§ **Text shown**
-----
If you weren’t personally invested in Greece then perhaps you concluded that you no longer need to worry about whether the Greek government was on track to meet its latest targets or not. We are about to find out whether that assumption is valid. In this note we discuss the contours of the latest round of negotiations, what’s at stake for Greece and whether there are broader implications for European assets.

Greece is back in the spotlight so soon after reaching agreement on the third bail-out package because the creditors only disburse funding to Greece in tranches when there is evidence that the government is on track to deliver on the terms of the bail-out. The reform programme that was enshrined in the summer 2015 package was based on four key pillars:

1) Restoring fiscal sustainability by working towards a medium-term target for the primary surplus of 3.5% GDP through a series of reforms – in particular to the VAT and pension system;

2) Safeguarding financial stability through recapitalisation of the banks;

3) Supporting growth, competitiveness and investments through product and labour market reforms;

4) Building a modern state through reforms to the judiciary, the public services, tax collection and so on.

The first review of that programme is upon us. The creditors are looking for confirmation that Greece is in compliance with the terms of the agreement and on a sustainable footing. The Greeks are looking for a disbursement of cash so that they can meet upcoming redemptions to the International Monetary Fund and European Central Bank. It is hoped that an agreement will be reached by the time of the 22 April 2016 Eurogroup meeting but experience suggests that the process of negotiating and implementing a deal might not run so smoothly.

At face value the negotiations are about flows: the appropriate level of ambition on fiscal policy – what size surplus the Greek government should be aiming for – and the identification and implementation of specific measures which can deliver the required level of savings. However, the real debate is about the stock and whether and how to provide debt relief and that debate is taking place between the creditors. The IMF no longer seems willing to fudge the basic question of debt sustainability and wants a credible path to a manageable debt burden over a reasonable time frame. Indeed, it is not supposed to lend to countries that are effectively insolvent.

There might have been grounds for looking the other way during the acute phase of the crisis, but that argument no longer applies. The Fund’s continued participation may therefore involve a more manageable surplus target, and given the more modest pace of debt reduction, that would imply movement on debt relief too.

The European creditors would prefer to keep the IMF involved and it should not prove too hard to reach a compromise on the primary surplus. However, haircuts on the face value of the debt are problematic given the ‘no bail-out clause’ in the Treaty. Of course, there are other ways to provide debt relief and if a compromise exists it likely involves terming out the loans far into the future: Greece pays less and pays later. However, if there has been a fundamental shift in strategy among Europe’s creditors on debt relief it is hard to detect. German Finance Minister Schaeuble is confident that a deal will be done but has commented, “This solution has nothing to do with debt forgiveness but with the fact that Greece needs to do more to return to a competitive economy.”
-----
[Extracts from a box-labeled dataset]
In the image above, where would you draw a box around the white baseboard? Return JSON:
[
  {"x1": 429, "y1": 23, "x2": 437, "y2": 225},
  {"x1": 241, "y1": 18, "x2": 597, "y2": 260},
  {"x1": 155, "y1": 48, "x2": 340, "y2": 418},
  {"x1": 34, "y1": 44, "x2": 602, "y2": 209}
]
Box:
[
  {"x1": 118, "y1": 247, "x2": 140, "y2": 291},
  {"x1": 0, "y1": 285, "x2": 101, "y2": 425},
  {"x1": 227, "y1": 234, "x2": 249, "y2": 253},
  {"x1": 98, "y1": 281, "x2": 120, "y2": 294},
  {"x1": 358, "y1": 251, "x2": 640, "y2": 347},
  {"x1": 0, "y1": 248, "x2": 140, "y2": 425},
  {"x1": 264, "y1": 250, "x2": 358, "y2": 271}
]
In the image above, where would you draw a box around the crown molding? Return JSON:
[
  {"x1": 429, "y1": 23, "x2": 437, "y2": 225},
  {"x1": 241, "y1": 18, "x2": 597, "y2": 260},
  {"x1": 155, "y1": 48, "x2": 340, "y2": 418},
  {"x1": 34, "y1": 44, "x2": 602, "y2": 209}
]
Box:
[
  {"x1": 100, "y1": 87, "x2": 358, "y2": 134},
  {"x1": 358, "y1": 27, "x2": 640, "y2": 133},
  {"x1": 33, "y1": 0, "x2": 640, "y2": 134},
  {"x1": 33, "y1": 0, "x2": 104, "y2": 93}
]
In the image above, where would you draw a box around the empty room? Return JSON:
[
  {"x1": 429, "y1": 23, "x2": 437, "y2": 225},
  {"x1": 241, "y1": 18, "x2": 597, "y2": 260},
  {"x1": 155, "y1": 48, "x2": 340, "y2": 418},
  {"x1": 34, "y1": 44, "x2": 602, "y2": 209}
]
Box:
-----
§ **Goal**
Using the passage on Greece's bail-out review, please explain in one to three sentences why Greece is back in the spotlight so soon after agreeing to the third bail-out package. These entries have no connection to the passage on Greece's bail-out review.

§ **Response to this exercise**
The creditors release funding to Greece only in tranches, and only when there is evidence that the government is on track to deliver on the bail-out's terms. The first review of the program is now underway, so Greece's compliance is being examined again.